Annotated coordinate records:
-- Start --
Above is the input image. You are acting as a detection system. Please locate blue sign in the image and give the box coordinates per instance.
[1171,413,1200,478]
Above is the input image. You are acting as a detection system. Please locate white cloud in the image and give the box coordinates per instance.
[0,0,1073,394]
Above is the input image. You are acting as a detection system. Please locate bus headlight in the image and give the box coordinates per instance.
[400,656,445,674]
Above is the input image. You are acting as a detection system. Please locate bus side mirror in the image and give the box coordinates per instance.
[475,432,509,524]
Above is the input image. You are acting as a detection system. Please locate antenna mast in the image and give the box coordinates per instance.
-- End --
Format every line of the listing above as a Markdown table with the columns "No." and "Line", numbering the rows consecutively and omitting any blank lines.

**Output below:**
| No. | Line |
|---|---|
| 1 | Above is the input image. You are acting as a detection system. Please locate blue sign in the image and give the box coordinates per instance. |
| 2 | [1171,413,1200,478] |
| 3 | Above is the input image. You are acting as a detection system. Please locate white cloud in the image and give the box coordinates per instance. |
| 4 | [0,0,1073,394] |
| 5 | Above is the input image. You are acting as a detection system. Please locate bus headlight in the image and give the box coordinates per instance. |
| 6 | [400,656,445,674] |
| 7 | Above is the input image. You are acting as a detection system. Please locate bus side mirror in the image and give the box coordinates per instance. |
| 8 | [475,432,509,524] |
| 9 | Above is the input image. You are acting as a detection system. Please locate antenna mast in the image and give the box coordinates per instance. |